> [PROBLEM TO WORK ON]:
Write the continuation of the forum post reviewing Radiohead, the Foo Fighters and other Glastonbury performances, starting after its last sentence.

> [PASSAGE PROVIDED]:
Posted By: Guldbamsen
Date Posted: June 25 2017 at 04:04
Originally posted by Lewian Lewian wrote:

I didn't really see the logic in Radiohead's set list and I think that they end off their songs too abruptly live, they just do their stuff but haven't added much to them for their performance. So it wasn't all great, but I love their music and largely they did it well, so 3.5 stars from me.

The Foo Fighters are good entertainment but ultimately just a too perfect everybody's darling rock band. Dave Grohl is a nice guy but he'll never be David Bowie, Kurt Cobain or even Thom Yorke, he's just too nicely catering for everybody and lacking edge (despite their outbursts of wildness; you see what he's learnt in Nirvana but as controlled and well dosed as in the Foo Fighters you know too well that everything's always safe).

By the way I saw two songs of a band called BadBadNotGood for the first time in today's Glastonbury coverage, I loved them. Thundercat were good, too.

> [DATASET CONTENT]:
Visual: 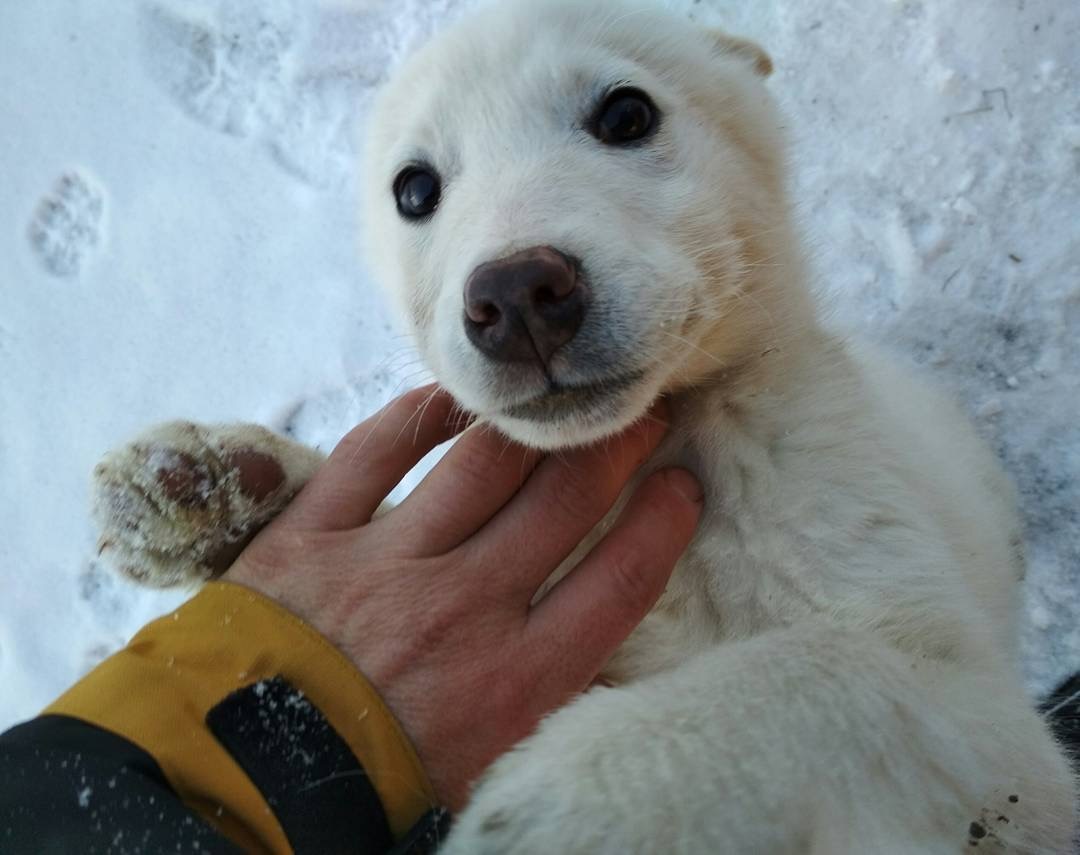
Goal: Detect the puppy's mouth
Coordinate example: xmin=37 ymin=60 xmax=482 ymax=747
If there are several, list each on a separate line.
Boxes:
xmin=503 ymin=371 xmax=645 ymax=423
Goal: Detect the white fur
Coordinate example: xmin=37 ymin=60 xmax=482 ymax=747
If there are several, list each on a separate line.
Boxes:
xmin=92 ymin=0 xmax=1075 ymax=855
xmin=367 ymin=0 xmax=1074 ymax=855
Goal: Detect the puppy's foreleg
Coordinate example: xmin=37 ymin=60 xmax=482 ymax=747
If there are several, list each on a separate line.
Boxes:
xmin=447 ymin=625 xmax=1074 ymax=855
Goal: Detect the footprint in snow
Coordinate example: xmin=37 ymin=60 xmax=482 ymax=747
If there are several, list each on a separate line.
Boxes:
xmin=27 ymin=171 xmax=105 ymax=276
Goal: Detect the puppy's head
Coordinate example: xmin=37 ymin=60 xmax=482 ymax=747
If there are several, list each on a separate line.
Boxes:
xmin=366 ymin=0 xmax=799 ymax=448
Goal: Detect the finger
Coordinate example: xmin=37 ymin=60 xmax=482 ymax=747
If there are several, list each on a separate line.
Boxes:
xmin=526 ymin=470 xmax=703 ymax=704
xmin=387 ymin=425 xmax=542 ymax=555
xmin=287 ymin=385 xmax=464 ymax=531
xmin=468 ymin=405 xmax=667 ymax=602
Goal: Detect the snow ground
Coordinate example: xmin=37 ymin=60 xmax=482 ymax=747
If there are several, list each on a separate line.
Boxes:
xmin=0 ymin=0 xmax=1080 ymax=729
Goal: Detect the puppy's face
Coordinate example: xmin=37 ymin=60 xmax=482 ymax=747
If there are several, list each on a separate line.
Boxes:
xmin=366 ymin=0 xmax=783 ymax=448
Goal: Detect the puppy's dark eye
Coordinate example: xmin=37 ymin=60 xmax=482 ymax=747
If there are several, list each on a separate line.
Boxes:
xmin=394 ymin=166 xmax=442 ymax=219
xmin=590 ymin=86 xmax=660 ymax=146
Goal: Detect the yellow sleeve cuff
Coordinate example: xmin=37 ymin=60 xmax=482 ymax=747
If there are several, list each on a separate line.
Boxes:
xmin=44 ymin=582 xmax=435 ymax=853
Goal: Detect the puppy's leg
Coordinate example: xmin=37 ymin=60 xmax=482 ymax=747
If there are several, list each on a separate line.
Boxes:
xmin=94 ymin=422 xmax=324 ymax=587
xmin=445 ymin=625 xmax=1074 ymax=855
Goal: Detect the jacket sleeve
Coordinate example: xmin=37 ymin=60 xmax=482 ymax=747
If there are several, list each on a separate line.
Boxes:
xmin=0 ymin=582 xmax=448 ymax=855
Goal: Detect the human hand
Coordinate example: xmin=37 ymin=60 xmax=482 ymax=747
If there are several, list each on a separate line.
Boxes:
xmin=224 ymin=386 xmax=701 ymax=810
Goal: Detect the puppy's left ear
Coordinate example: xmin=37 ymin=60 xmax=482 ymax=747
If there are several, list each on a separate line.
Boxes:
xmin=706 ymin=27 xmax=772 ymax=77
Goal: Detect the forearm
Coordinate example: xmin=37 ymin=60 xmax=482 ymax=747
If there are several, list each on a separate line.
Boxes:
xmin=0 ymin=584 xmax=434 ymax=853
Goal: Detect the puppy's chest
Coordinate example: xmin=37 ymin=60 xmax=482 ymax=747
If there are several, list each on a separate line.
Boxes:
xmin=605 ymin=433 xmax=867 ymax=682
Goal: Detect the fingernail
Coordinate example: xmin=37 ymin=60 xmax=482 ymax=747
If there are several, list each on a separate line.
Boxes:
xmin=664 ymin=469 xmax=705 ymax=504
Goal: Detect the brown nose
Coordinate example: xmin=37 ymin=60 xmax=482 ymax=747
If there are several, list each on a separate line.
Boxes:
xmin=465 ymin=246 xmax=585 ymax=365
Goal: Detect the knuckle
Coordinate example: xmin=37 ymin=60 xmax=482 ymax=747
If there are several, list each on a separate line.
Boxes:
xmin=608 ymin=549 xmax=660 ymax=613
xmin=555 ymin=472 xmax=599 ymax=519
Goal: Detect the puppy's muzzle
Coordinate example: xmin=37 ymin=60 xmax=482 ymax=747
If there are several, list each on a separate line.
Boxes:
xmin=464 ymin=246 xmax=589 ymax=368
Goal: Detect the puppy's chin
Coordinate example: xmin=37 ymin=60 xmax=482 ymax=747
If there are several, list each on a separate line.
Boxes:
xmin=487 ymin=377 xmax=661 ymax=451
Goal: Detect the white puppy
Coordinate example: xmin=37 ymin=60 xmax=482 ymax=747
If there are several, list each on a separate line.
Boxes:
xmin=92 ymin=0 xmax=1074 ymax=855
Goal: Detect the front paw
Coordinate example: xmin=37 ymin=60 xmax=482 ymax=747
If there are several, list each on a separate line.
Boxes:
xmin=94 ymin=422 xmax=322 ymax=587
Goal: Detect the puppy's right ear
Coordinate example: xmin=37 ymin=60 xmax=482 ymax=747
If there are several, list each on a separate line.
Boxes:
xmin=706 ymin=27 xmax=772 ymax=78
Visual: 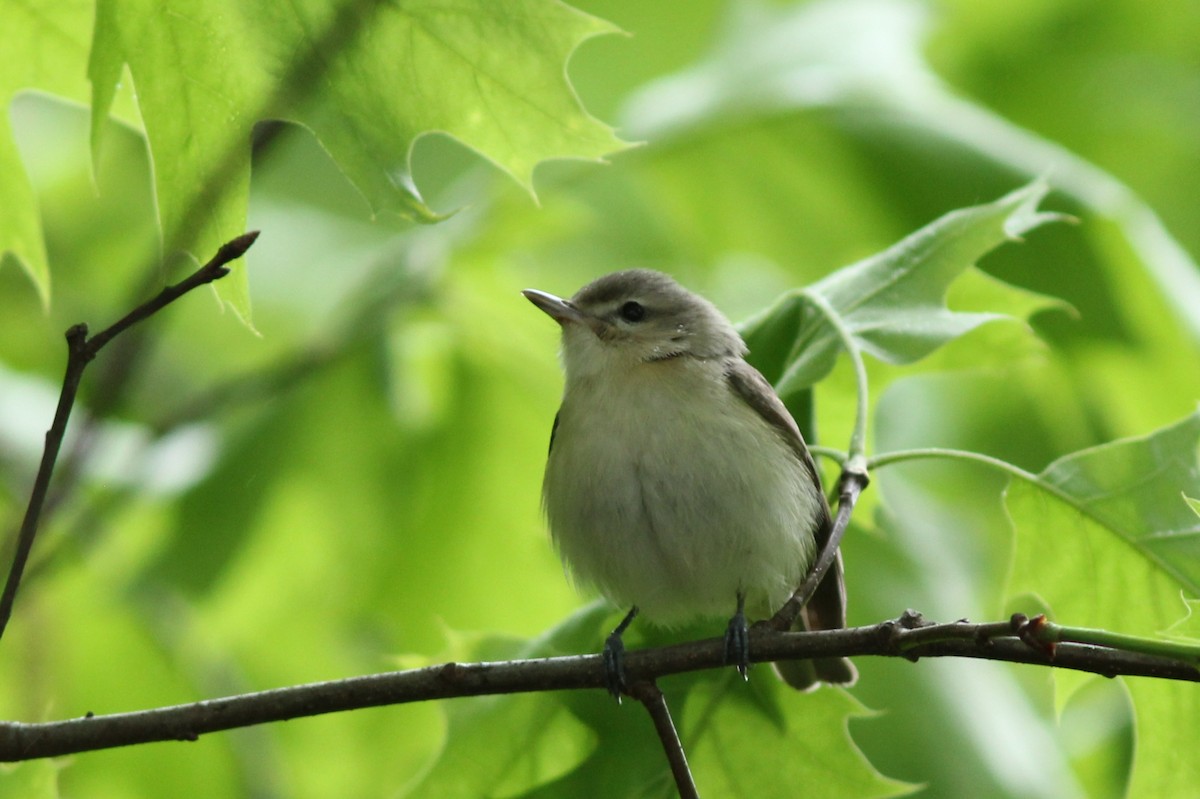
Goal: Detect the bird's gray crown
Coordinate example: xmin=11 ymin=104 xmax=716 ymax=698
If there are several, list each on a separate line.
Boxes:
xmin=570 ymin=269 xmax=746 ymax=358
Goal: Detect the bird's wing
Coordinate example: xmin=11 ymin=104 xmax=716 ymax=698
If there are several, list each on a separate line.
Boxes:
xmin=725 ymin=358 xmax=829 ymax=506
xmin=726 ymin=358 xmax=857 ymax=689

> [EXERCISE ANSWER]:
I have just seen a couple of episodes of the rockumentary Sonic Highways and find it extremely puzzling to have all these gifted musicians talking about some of the seminal moments, people and places in rock history...and then you get The Foo Fighters take on it, which granted, was far more interesting than what I would have thought - anyway they recognise all the great music and talk about how great music is born - about throwing out the rule book and trying something a little different and bla bla bla. Fact of the matter is that by the end of the show they record a new song for their upcoming album, Sonic Highways, and every goddamn one of them sounds EXACTLY like the one preceding itLOL 
It truly boggles the mind how these musicians can get so incredibly inspired by their surroundings and then NOT try something new/different (the one exception I noted was the 10 second inclusion of a country western sounding guitar to an intro...from there on the song just went into every other Foo Fighter tune they've ever released.)
After 3 of these in a row I was literally in tears! Bizarroworld. They remind me of Nickleback actually.

With all that being said; I still find these guys very sympathetic. Dave Grohl should've stuck with the drums though.

P.S. I am very jealous of you. I would've loved to see BadBadNotGood and Thundercat.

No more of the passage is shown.